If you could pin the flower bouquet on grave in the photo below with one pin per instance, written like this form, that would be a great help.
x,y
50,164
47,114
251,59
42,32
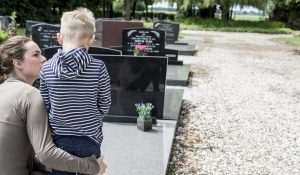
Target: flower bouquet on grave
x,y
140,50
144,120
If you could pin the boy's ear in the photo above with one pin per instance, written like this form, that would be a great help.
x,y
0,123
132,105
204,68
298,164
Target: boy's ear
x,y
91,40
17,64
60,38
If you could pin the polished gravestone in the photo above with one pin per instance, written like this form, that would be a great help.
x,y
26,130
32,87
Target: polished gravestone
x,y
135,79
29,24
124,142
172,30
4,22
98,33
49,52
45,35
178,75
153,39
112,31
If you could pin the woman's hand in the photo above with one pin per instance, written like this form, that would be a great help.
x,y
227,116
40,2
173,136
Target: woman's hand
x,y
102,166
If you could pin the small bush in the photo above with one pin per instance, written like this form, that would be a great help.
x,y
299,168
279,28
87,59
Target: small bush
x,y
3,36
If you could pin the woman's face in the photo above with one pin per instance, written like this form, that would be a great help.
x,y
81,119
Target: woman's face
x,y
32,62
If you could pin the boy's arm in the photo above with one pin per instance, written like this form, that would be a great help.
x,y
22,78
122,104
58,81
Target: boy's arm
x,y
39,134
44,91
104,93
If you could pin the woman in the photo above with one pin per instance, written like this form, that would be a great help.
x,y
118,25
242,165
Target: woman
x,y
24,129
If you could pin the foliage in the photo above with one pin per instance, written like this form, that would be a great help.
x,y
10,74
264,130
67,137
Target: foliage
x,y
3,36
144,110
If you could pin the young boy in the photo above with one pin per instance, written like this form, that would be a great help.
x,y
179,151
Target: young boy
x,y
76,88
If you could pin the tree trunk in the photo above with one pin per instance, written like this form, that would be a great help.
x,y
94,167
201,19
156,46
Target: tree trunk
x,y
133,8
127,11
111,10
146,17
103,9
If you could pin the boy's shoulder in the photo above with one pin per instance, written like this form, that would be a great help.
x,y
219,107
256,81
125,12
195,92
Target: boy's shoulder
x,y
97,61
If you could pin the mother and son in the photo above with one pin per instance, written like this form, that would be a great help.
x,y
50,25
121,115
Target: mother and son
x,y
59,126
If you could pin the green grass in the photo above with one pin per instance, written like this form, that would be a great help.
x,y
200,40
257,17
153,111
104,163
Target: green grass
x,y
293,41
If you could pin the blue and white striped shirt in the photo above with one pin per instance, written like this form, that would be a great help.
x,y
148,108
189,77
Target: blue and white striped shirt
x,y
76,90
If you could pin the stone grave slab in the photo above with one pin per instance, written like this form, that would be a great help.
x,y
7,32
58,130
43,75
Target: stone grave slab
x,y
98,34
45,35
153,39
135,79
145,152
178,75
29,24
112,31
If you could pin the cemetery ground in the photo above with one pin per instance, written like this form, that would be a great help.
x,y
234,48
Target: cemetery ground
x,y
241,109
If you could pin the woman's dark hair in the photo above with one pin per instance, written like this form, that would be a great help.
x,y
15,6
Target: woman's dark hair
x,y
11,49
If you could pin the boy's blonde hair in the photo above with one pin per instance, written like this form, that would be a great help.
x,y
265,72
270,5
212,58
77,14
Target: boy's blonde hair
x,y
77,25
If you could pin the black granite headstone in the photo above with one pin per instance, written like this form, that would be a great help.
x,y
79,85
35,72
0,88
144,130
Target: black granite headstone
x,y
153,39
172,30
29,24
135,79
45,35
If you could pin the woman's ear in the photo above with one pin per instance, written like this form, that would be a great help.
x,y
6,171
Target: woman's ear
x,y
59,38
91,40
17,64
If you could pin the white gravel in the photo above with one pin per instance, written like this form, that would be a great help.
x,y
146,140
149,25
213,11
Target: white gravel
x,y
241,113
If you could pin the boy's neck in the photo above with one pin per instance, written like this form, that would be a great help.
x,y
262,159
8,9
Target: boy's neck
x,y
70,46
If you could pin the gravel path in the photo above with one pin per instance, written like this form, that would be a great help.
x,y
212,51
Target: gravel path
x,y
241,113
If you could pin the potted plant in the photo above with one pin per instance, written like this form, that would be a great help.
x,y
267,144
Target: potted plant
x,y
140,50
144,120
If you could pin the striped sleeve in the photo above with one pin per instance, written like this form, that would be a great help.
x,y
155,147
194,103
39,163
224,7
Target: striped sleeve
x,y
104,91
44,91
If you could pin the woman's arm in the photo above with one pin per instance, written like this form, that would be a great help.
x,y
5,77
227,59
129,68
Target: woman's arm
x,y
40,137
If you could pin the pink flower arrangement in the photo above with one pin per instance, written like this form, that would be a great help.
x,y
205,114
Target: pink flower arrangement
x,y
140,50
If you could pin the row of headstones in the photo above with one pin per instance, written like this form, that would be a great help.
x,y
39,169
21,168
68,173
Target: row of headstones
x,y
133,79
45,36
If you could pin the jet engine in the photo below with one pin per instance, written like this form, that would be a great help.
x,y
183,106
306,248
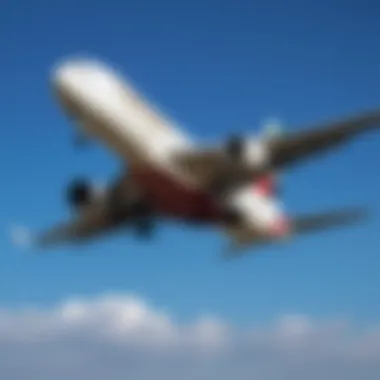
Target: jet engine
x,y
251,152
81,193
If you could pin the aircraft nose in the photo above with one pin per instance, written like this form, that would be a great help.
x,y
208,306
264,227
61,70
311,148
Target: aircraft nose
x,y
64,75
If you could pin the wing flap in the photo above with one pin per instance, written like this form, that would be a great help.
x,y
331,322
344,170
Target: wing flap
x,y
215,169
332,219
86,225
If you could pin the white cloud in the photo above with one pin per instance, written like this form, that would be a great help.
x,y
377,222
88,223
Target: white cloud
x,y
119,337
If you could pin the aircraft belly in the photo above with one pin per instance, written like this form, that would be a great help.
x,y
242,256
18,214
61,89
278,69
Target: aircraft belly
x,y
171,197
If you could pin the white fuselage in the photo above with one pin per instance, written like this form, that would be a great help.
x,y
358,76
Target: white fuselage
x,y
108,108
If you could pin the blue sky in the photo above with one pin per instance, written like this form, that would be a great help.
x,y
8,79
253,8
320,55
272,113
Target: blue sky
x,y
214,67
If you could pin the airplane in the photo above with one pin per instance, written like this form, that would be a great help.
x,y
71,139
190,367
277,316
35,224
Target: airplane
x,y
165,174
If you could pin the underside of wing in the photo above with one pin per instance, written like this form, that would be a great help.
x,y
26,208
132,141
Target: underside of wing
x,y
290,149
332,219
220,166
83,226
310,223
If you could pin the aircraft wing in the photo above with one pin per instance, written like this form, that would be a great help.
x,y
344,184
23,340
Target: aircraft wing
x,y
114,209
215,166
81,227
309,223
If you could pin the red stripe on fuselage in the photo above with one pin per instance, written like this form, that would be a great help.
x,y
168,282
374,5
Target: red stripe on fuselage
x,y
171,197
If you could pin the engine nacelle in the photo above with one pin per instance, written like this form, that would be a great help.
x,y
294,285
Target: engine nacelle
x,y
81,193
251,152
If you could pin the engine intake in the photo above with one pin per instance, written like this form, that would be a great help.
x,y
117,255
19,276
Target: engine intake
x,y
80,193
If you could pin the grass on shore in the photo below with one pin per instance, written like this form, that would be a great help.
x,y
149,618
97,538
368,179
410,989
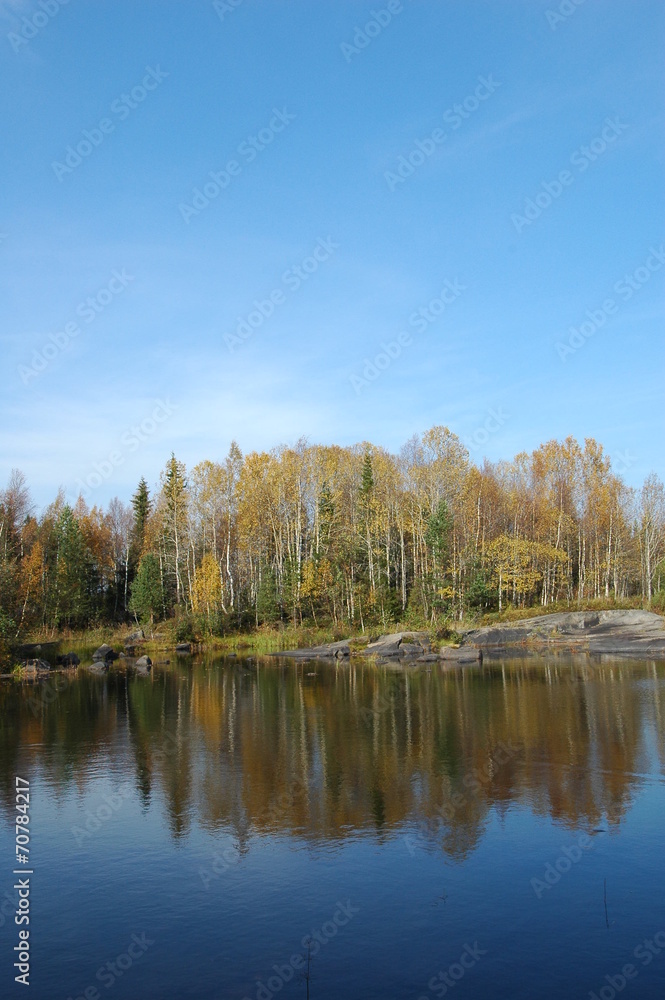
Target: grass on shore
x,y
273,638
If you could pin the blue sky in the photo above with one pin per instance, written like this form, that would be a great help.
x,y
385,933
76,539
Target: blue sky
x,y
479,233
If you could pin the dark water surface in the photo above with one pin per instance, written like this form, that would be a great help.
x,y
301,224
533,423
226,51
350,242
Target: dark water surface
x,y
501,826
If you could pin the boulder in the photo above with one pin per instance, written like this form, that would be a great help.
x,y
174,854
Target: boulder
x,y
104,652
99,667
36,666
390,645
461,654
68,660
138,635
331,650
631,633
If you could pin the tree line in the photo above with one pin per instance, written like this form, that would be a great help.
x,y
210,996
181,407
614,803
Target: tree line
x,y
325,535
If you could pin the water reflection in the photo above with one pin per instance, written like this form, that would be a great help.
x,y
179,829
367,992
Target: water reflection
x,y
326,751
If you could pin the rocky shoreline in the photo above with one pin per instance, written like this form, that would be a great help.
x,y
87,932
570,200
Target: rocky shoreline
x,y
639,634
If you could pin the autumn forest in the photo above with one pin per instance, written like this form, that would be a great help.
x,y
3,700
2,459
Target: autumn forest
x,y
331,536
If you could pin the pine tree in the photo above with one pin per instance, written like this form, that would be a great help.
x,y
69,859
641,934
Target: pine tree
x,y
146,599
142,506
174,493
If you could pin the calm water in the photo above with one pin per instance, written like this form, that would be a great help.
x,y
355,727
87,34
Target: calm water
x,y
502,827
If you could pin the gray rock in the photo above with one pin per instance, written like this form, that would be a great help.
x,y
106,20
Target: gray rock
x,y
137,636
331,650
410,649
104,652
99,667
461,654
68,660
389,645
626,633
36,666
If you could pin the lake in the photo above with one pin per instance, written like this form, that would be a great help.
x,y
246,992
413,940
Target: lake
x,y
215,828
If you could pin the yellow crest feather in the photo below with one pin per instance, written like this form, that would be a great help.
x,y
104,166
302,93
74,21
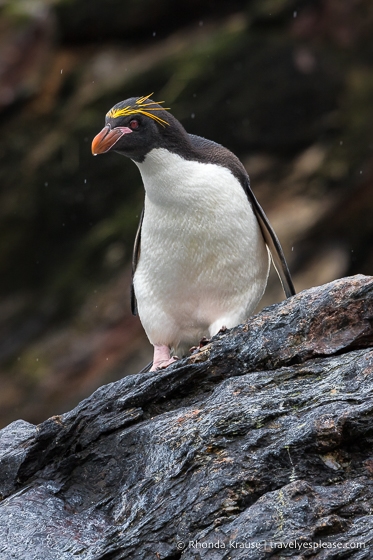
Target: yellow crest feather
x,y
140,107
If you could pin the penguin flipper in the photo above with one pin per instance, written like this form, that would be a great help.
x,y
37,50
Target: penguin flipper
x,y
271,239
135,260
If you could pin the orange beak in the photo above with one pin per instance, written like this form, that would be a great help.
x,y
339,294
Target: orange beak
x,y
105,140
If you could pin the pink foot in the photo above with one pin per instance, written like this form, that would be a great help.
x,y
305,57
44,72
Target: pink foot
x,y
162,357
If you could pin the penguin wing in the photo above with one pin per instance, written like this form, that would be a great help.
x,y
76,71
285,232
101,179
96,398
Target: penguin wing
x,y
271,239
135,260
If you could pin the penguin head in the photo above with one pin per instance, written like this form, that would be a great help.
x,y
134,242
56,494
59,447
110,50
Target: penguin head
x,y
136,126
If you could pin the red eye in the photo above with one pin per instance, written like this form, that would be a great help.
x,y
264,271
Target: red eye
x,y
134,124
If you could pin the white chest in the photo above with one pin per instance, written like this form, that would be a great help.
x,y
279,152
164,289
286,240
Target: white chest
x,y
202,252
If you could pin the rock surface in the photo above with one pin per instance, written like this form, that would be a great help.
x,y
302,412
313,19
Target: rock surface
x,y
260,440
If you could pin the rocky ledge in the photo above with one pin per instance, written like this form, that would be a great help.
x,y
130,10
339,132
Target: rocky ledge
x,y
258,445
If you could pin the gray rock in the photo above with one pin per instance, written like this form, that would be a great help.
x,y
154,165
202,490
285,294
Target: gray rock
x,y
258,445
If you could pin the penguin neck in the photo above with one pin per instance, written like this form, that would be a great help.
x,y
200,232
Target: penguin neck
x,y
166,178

:::::

◆ **Exercise brief**: The answer must consist of each line in the entries above that includes "below".

◆ **Answer to this task**:
If you could pin the flower bouquet on grave in the photo below with one pin per instance, written like this form, that would be a great help.
If you could pin the jet engine in the photo below with one pin per instance, written like this form, that would be a great help.
If you could pin the grass on shore in the photo below with one pin per instance, written like this form, that would be a great help.
If you could pin the yellow crest feather in the photo below with one pin per instance, written like this form, that would be a great help.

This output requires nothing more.